[[ INFORMATION, beginning ]]
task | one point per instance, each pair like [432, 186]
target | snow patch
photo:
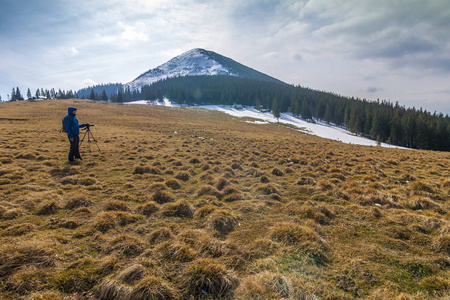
[320, 129]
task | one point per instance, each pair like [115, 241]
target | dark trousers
[74, 151]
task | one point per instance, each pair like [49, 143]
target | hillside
[196, 204]
[197, 62]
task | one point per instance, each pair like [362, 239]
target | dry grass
[193, 204]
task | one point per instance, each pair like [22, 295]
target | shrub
[125, 245]
[268, 189]
[152, 287]
[420, 186]
[204, 276]
[132, 274]
[183, 176]
[420, 203]
[78, 201]
[48, 208]
[104, 221]
[442, 244]
[205, 211]
[169, 251]
[87, 181]
[173, 183]
[160, 235]
[162, 197]
[277, 172]
[180, 209]
[221, 183]
[265, 285]
[14, 256]
[141, 169]
[222, 221]
[148, 208]
[19, 229]
[111, 289]
[116, 206]
[208, 190]
[80, 278]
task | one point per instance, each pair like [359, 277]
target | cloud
[132, 34]
[88, 82]
[73, 51]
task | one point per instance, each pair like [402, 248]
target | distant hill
[198, 62]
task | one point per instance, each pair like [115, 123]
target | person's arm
[67, 125]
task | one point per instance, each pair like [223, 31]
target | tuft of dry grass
[223, 221]
[181, 209]
[162, 213]
[204, 277]
[152, 287]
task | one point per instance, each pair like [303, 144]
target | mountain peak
[197, 62]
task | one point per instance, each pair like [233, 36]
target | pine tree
[276, 109]
[104, 97]
[18, 94]
[13, 95]
[92, 95]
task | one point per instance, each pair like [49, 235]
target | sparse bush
[265, 285]
[132, 274]
[80, 278]
[205, 211]
[79, 200]
[223, 221]
[204, 276]
[180, 209]
[183, 176]
[420, 203]
[442, 244]
[208, 190]
[268, 189]
[141, 169]
[87, 181]
[19, 229]
[420, 186]
[48, 208]
[264, 247]
[173, 183]
[116, 206]
[161, 197]
[169, 251]
[125, 245]
[160, 235]
[104, 221]
[148, 208]
[110, 290]
[277, 172]
[152, 287]
[221, 183]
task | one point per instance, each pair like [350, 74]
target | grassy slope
[185, 203]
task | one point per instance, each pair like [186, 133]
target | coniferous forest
[382, 121]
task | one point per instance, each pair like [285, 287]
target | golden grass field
[195, 204]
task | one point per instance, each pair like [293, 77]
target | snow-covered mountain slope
[320, 129]
[197, 62]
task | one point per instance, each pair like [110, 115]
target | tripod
[89, 134]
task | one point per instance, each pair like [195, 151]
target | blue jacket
[71, 123]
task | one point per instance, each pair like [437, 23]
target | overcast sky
[397, 50]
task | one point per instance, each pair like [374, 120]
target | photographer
[73, 132]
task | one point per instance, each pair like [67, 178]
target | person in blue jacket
[73, 132]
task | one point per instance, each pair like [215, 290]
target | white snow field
[320, 129]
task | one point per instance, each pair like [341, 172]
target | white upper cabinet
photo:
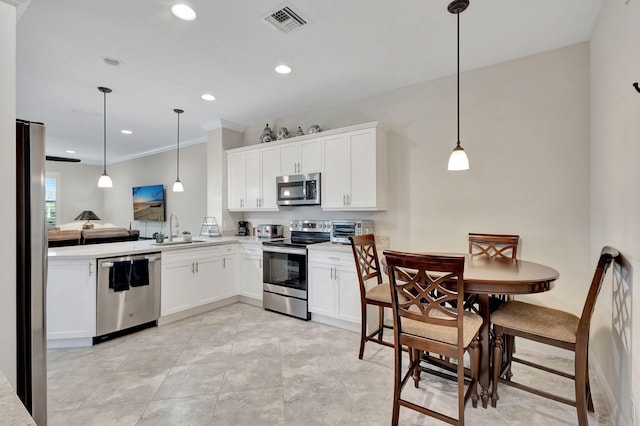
[352, 160]
[251, 178]
[301, 157]
[355, 171]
[[ INFORMATION, end ]]
▶ [HOW TO COMPLETE THIS TASK]: Transcribe, without alteration, each line from the one with "target | white snow field" through the last line of the data; no pictures belong in the copy.

▶ [WRITTEN SOLUTION]:
target | white snow field
[320, 129]
task | one point per instance, each pair like [341, 172]
target | white upper cabinet
photo:
[352, 160]
[251, 178]
[301, 157]
[355, 171]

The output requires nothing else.